## Goals
1. From the Goodhart's Law excerpt, please translate this sentence into Spanish: "Indeed, Amazon seems to have drawn a lot from Edward Deming’s work on Statistical Process Control."
2. Answer these questions from the Goodhart's Law excerpt:
(a) According to the quoted definition, what happens when a measure becomes a target?
(b) In the growth-team example, what percentage increase in newsletter performance should drive a 5% improvement in new account signups?
(c) How many metrics does Amazon's leadership team review in the Weekly Business Review, and in how much time?
3. List every step in the Goodhart's Law excerpt that begins with the words "figure out".

==== Source excerpt

Goodhart's Law Isn't as Useful as You Might Think

‘Focus on the process, not the outcome’ is something we hear often from successful people across disciplines ranging from business to sport. This is a brilliant piece to appreciate this principle better, especially for those of us who have to make decisions to solve for problems where it is not obvious what input variables (often multiple) drive the desired outcome and to what extent. The most common approach in industry is to set targets and beat ourselves and our team to go after it come what may. However, the author makes the point that this often gives perverse incentives for those being measured against those targets to fudge the system. That in essence is what Goodhart’s Law says: “when a measure becomes a target, it ceases to be a good measure.”
The author shows how organisations can defeat Goodhart’s law drawing from the case study of Amazon’s famous ‘Weekly Business Review’ process. Indeed, Amazon seems to have drawn a lot from Edward Deming’s work on Statistical Process Control.
The author first sets the Goodhart problem statement as follows:
“…business processes are often processes where you don’t know the inputs to your desired output. So the first step is to figure out what those inputs are, and then figure out what subset of those you can influence, and then, finally, figure out the causal relationships between the input metrics and output metrics. A causal relationship looks something like: “an X% lift in input metric A usually leads to a Y% lift in output metric B. Oh, and output metric B is affected by five different input metrics, of which A is merely one”. It is not an accident that the best growth teams are able to say things like “a 30% increase in newsletter performance should drive a 5% improvement in new account signups” — if you ever hear something like this, you should assume that they’ve listened to the Voice of the Process very, very carefully.
…if you want to improve some process, you have to ignore the goal first, in favour of examining the process itself. On the face of it, this is common sense: you cannot expect your team to improve some metric if that metric isn’t directly controllable. No, you must first work out what set of controllable input metrics leads to the output metrics outcomes you desire, before you can even begin to talk about hitting targets.”
The article then talks about how Amazon became an efficient machine using this principle in its Weekly Business Review (WBR):
“The Amazon WBR is a weekly operational metrics review meeting in which Amazon’s leadership team gathers and reviews 400-500 metrics within 60-90 minutes. It occurs — or so I’m told — every Wednesday morning.

========
==== Dataset extract

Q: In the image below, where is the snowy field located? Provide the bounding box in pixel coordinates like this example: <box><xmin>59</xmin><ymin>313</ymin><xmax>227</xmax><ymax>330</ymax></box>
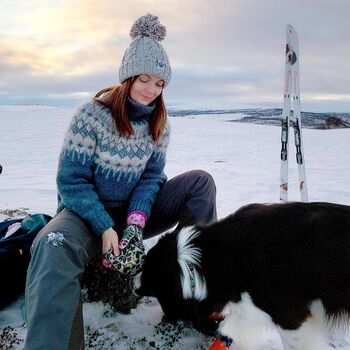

========

## Task solutions
1. De hecho, Amazon parece haberse inspirado mucho en el trabajo de Edward Deming sobre el Control Estadístico de Procesos.

2.
(a) It ceases to be a good measure.
(b) 30%.
(c) 400-500 metrics within 60-90 minutes.

3.
- Figure out what those inputs are.
- Figure out what subset of those you can influence.
- Figure out the causal relationships between the input metrics and output metrics.